Image point grounding data
=======
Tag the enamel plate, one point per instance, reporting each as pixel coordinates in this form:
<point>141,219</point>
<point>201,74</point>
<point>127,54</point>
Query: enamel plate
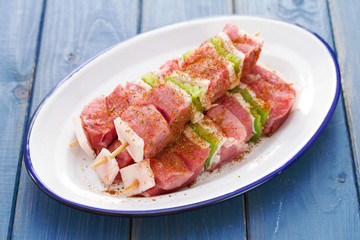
=======
- **Exercise prompt**: Where a record above holds a picture, drop the picture and print the rest exactly.

- **Your response**:
Tag the enamel plate, one point per instance, reporting each as pixel coordinates in this form:
<point>141,219</point>
<point>201,74</point>
<point>127,54</point>
Query: enamel plate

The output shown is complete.